Segmentation mask data
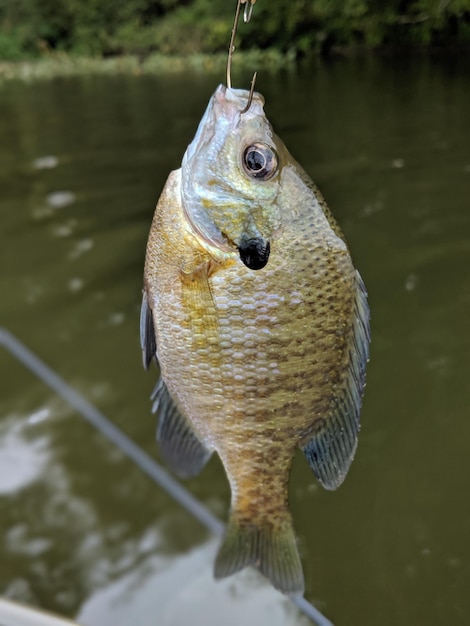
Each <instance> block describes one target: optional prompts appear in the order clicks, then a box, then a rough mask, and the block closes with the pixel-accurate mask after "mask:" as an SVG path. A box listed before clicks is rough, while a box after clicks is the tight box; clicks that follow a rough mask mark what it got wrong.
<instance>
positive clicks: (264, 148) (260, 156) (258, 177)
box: [243, 143, 277, 180]
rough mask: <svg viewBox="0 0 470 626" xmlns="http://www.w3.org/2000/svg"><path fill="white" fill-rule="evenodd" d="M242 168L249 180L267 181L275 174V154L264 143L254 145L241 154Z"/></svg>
mask: <svg viewBox="0 0 470 626" xmlns="http://www.w3.org/2000/svg"><path fill="white" fill-rule="evenodd" d="M243 167H244V169H245V172H246V173H247V174H248V176H251V178H256V179H257V180H269V179H270V178H272V177H273V176H274V174H275V173H276V172H277V154H276V153H275V151H274V150H273V149H272V148H270V147H269V146H267V145H266V144H264V143H254V144H252V145H250V146H248V147H247V148H245V151H244V152H243Z"/></svg>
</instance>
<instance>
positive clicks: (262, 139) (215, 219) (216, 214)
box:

> **Description of the task**:
Each line from the one that contains "rough mask: <svg" to the end of the data should be set down exactly, both ends included.

> **Worked solution**:
rough mask: <svg viewBox="0 0 470 626" xmlns="http://www.w3.org/2000/svg"><path fill="white" fill-rule="evenodd" d="M242 168L249 180L267 181L275 174V154L264 143L254 145L241 154Z"/></svg>
mask: <svg viewBox="0 0 470 626" xmlns="http://www.w3.org/2000/svg"><path fill="white" fill-rule="evenodd" d="M243 167H244V169H245V172H246V173H247V174H248V176H251V178H256V179H257V180H269V179H270V178H272V177H273V176H274V174H275V173H276V172H277V154H276V153H275V151H274V150H273V149H272V148H270V147H269V146H267V145H266V144H264V143H254V144H252V145H250V146H248V147H247V148H245V151H244V152H243Z"/></svg>
</instance>
<instance>
positive clicks: (262, 139) (215, 219) (216, 214)
box:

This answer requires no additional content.